### Teks Dokumen
┏━━
Konflik Internal PPRN Sudah Selesai Secara Hukum

Rabu, 28 November 2012 – 19:48 WIB
JAKARTA -- Persoalan konflik internal Partai Peduli Rakyat Nasional (PPRN) sesungguhnya telah selesai secara hukum. Bahkan, hingga tingkat putusan kasasi dan upaya hukum luar biasa PK (peninjauan kembali) oleh Mahkamah Agung (MA). Intinya, MA menolak permohonan PK Amelia A Yani, yang berarti Amelia A Yani tidak berhak lagi mengatasnamakan pengurus PPRN .

Sekretaris Jenderal DPP PPRN Joller Sitorus mengatakan putusan kasasi MA itu dinyatakan dalam putusan bernomor 194/K/TUN/2011,yang membatalkan putusan PTUN No.91/G/2010/PTUN yang menjadi dasar hukum Menteri Hukum dan Ham RI yang saat itu dijabat oleh Bapak Patrialis Akbar mengeluarkan SK.No.M.HH-17.AH.11.01 tahun 2010( SK Amelia yang premature atas dasar hukum yang belum berkekuatan hukum tetap).

“Sesungguhnya persoalan PPRN secara hukum sudah terang-benderang, putusan PTUN dibatalkan oleh kasasi, didukung lagi dengan Fatwa MA yang mmenyatakan kepengurusan PPRN yang sah adalah yang menang dalam putusan kasasi, di perkuat lagi dengan Putusan PK no 150 PK/TUN/2011 tgl 19 Januari 2012 yang secara jelas mengatakan bahwa SK.No.M.HH-17.AH.11.01 tahun 2010 (Amelia) tersebut bersifat premature dan tidak memiliki dasar hukum serta demi penegakan hukum yang bersendikan keadilan,keputusan dimaksud harus  dibatalkan,dan dengan di terbitkannya SK Menteri Hukum dan HAM No.17.AH.11.01 tanggal 19 Desember 2011 sebagai eksekusi putusan kasasi yang mengesahkan DPP PPRN di bawah kepemimpinan Ketua Umum H Rouchin ,maka SK yang pernah terbit sebelumnya menjadi batal demi hukum,” kata Joller Sitorus kepada wartawan menyikapi pemberitaan keliru terkait PPRN di salah satu media nasional di Jakarta, Selasa (28/11).

Putusan PK, kata Joller Sitorus, adalah putusan hukum tingkat terakhir dan tidak ada lagi upaya hukum ataupun pengadilan di atas PK,sekitar 500 ribu kader PPRN di seluruh Indonesia juga sudah mengetahui bahwa konflik internal PPRN di masa lalu dengan mantan Ketua Umum Amelia A. Yani sudah berakhir dengan hukum.

“Untuk itu kami mohon agar aparat hukum maupun aparatur negara hati-hati, jangan mau dipengaruhi maupun diprovokasi oleh orang-orang yang tidak bertanggungjawab hanya untuk kepentingan pribadinya,” tegas Joller Sitorus.
┗━━
### Cuplikan Data
┏━━
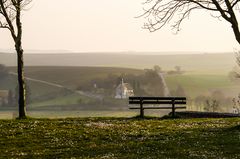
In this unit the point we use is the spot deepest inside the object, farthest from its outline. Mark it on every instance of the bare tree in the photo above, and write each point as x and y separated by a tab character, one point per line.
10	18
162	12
┗━━
Salin tanpa perubahan bagian berita tentang konflik internal PPRN dari "Putusan PK, kata" sampai "berakhir dengan hukum.".

Putusan PK, kata Joller Sitorus, adalah putusan hukum tingkat terakhir dan tidak ada lagi upaya hukum ataupun pengadilan di atas PK,sekitar 500 ribu kader PPRN di seluruh Indonesia juga sudah mengetahui bahwa konflik internal PPRN di masa lalu dengan mantan Ketua Umum Amelia A. Yani sudah berakhir dengan hukum.